_Questions to answer_:
**a)** Answer these questions using the article on the long COVID trial:
(i) In what month and year did Dr. Simon Hatcher launch the ECORT trial?
(ii) How many weeks does the treatment program last?
(iii) How old is Smith now?
**b)** Translate this sentence from the article on the long COVID trial into Spanish: "If the app proves effective, Dr. Hatcher says it could be rapidly rolled out across the country, helping thousands of people struggling with long COVID."
**c)** Write out everything in the article on the long COVID trial from "Dr. Hatcher is" down to "other chronic illnesses.".

_Text for analysis_:
Randomised controlled trial explores a digital health platform in the treatment of long COVID
Smith discovered a ground-breaking post COVID-19 rehabilitation program at TOH that provides long COVID patients with physical, psychological, and social support. With high demand, though, Smith was put on a years-long waiting list.
“Our health care system is still facing challenges in dealing with the demand of patients with long COVID, and the services that they need,” says TOH Infectious Disease Specialist Dr. Vicente Corrales-Medina. Dr. Corrales-Medina says within the last 22 months, he’s met more than a hundred long COVID patients looking for help.
So, a team of TOH researchers wanted to explore what treatments may work best when it comes to long COVID. In September 2022, TOH psychiatrist and researcher Dr. Simon Hatcher launched the Enhancing Covid Rehabilitation with Technology (ECORT) randomised controlled trial, with the support of a grant from the Canadian Institutes of Health Research as part of its COVID-19 research response. The study asks the question: In people with long COVID, does adding a digital health platform to usual care improve outcomes at three months compared to usual care alone?
“Every one of the study participants gets face-to-face or virtual meetings with a health coach to help them work through their symptoms,” explains Dr. Hatcher, who is also a professor at the University of Ottawa. “As part of the randomised controlled trial, half of the participants will also have access to a health and wellness app, which they can sync with their various devices. The app enables participants to measure their steps, set physical and social goals, and coordinate care with family doctors and specialists while offering information about specific symptoms the participant is dealing with.”
If the app proves effective, Dr. Hatcher says it could be rapidly rolled out across the country, helping thousands of people struggling with long COVID.
Dr. Hatcher says the goal of the 12-week treatment program, whether with health coaching alone or paired with the digital platform, is to help those living with long COVID break the “boom and bust cycle”.
“We commonly see participants who feel good one day and try to overcompensate by doing too much. Then over the next few days they feel awful,” says Dr. Hatcher. “In this study, we try to get people to pace themselves and monitor their body, emotions, and symptoms more accurately. We want to see if the app supports that better than just the usual face to face health coach.”
Early study results
Early study results have proven positive, but Dr. Shawn Marshall, who specializes in physical medicine and rehabilitation at TOH, and who helped Dr. Hatcher develop the study, says we must remain cautious.
“We’ve seen improvements in coping with symptoms and an improvement in function but some patients still aren’t able to go back to work or to their pre-infection activities,” says Dr. Marshall. “This is not a cure.”
Smith participated in Dr. Hatcher’s randomized trial and was selected to receive both the health coaching and the app. He says the digital training modules he received helped him navigate day to day activities and addressed some of his underlying emotional and psychological barriers. Still, he found the one-on-one health coach to be more effective than the digital platform.
Dr. Hatcher is also sceptical that the digital platform will be the best way forward in treating long COVID. Either way, he hopes the study will help his team understand if this treatment style is valuable, cost effective, and can be applied to other chronic illnesses.
Ending the stigma
Smith, now 64 years old, worries that if friends and colleagues learn about his struggle with long COVID he’ll be “written off” as unemployable. He hopes more investment is made in research projects like Dr. Hatcher’s.
“Even now, years later, every day is still a struggle for me,” Smith says, holding back tears. “It’s not just about preventing people from being infected with COVID, it’s about not leaving those who were infected behind. All we want is to feel like ourselves again.”

(Natural-language object grounding data)
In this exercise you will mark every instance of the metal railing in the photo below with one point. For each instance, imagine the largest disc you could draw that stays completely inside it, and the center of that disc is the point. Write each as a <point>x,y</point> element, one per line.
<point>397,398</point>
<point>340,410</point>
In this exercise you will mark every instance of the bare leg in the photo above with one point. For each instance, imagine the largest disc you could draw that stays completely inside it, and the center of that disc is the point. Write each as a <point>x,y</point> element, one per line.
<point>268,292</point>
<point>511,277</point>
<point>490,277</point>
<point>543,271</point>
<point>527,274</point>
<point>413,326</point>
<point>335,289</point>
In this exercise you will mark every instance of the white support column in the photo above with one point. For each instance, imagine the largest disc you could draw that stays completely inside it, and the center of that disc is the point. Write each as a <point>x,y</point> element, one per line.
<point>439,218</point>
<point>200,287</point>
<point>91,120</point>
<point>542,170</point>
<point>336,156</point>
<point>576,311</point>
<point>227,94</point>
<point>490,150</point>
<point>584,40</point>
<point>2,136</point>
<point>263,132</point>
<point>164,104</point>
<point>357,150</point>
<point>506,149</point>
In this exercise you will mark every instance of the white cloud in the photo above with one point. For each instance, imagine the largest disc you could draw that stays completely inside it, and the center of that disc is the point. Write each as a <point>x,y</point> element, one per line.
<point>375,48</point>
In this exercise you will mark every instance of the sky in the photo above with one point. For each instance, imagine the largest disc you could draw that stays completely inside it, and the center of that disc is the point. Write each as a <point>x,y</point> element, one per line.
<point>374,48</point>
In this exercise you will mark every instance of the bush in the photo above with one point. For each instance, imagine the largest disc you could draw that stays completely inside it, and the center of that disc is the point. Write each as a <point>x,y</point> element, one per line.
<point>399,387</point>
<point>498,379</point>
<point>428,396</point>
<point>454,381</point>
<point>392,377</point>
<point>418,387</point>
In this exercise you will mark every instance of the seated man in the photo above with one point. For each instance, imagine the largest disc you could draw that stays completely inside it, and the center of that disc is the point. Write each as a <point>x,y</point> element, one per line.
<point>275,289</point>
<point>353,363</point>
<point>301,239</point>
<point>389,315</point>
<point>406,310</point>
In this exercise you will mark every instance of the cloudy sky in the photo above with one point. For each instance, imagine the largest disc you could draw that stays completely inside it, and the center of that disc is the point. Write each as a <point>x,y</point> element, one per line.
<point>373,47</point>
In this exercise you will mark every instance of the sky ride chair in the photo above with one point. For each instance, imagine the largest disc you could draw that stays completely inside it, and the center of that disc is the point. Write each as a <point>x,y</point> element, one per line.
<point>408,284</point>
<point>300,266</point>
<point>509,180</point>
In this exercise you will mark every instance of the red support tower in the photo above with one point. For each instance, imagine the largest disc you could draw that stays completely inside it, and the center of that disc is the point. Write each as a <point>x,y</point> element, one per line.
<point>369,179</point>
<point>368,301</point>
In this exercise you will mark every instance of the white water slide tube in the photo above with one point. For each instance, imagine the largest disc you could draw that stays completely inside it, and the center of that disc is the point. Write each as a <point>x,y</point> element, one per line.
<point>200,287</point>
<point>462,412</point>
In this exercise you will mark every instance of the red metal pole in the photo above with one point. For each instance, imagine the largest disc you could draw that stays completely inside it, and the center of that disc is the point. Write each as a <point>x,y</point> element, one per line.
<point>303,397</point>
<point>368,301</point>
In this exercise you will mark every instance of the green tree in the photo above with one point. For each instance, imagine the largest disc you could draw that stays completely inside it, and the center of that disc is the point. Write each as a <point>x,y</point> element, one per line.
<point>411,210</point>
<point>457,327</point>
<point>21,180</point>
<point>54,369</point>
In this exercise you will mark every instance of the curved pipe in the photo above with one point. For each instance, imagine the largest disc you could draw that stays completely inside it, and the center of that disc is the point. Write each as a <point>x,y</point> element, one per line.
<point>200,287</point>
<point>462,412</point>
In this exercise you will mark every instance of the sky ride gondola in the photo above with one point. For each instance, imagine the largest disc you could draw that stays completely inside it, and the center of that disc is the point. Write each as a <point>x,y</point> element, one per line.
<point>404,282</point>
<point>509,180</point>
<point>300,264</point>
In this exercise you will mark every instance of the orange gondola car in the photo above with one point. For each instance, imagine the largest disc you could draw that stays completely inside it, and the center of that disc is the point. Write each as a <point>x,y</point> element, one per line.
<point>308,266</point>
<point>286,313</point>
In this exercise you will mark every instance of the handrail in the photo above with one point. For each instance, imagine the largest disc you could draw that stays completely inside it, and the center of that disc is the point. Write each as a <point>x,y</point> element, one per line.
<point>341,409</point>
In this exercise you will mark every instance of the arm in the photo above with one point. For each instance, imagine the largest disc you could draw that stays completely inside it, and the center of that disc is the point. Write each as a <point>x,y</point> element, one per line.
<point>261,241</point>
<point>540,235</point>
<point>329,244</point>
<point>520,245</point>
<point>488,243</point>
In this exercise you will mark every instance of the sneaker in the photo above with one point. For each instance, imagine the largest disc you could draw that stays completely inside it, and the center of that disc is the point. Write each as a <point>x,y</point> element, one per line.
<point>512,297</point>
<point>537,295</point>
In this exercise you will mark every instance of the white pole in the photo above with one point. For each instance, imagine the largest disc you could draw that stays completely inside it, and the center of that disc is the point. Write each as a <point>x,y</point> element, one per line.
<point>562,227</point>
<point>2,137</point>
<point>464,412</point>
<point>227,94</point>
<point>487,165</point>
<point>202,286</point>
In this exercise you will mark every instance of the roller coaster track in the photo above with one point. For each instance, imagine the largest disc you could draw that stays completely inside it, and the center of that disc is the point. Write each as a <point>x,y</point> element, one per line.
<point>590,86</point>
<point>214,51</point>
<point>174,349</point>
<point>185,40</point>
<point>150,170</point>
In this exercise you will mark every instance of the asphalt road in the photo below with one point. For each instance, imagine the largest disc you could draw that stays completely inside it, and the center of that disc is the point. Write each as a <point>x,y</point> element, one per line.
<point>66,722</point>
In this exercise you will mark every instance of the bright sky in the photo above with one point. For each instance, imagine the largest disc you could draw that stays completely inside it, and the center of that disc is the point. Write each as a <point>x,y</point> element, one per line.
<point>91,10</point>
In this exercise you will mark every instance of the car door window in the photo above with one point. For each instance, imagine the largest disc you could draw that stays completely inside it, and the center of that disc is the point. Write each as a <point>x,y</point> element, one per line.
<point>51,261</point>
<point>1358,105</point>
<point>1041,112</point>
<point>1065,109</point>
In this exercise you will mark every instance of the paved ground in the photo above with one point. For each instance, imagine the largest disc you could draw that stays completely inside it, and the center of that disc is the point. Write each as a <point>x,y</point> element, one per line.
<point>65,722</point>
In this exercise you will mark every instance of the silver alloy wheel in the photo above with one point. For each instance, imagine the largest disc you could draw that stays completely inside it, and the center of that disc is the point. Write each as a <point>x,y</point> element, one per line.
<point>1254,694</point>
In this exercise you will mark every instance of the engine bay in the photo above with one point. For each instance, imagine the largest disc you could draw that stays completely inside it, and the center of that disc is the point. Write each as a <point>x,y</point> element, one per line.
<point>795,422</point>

_Answers_:
**a)**
(i) September 2022
(ii) 12 weeks
(iii) 64 years old

**b)** Si la aplicación resulta eficaz, el Dr. Hatcher dice que podría implementarse rápidamente en todo el país, ayudando a miles de personas que luchan contra el COVID persistente.

**c)**
Dr. Hatcher is also sceptical that the digital platform will be the best way forward in treating long COVID. Either way, he hopes the study will help his team understand if this treatment style is valuable, cost effective, and can be applied to other chronic illnesses.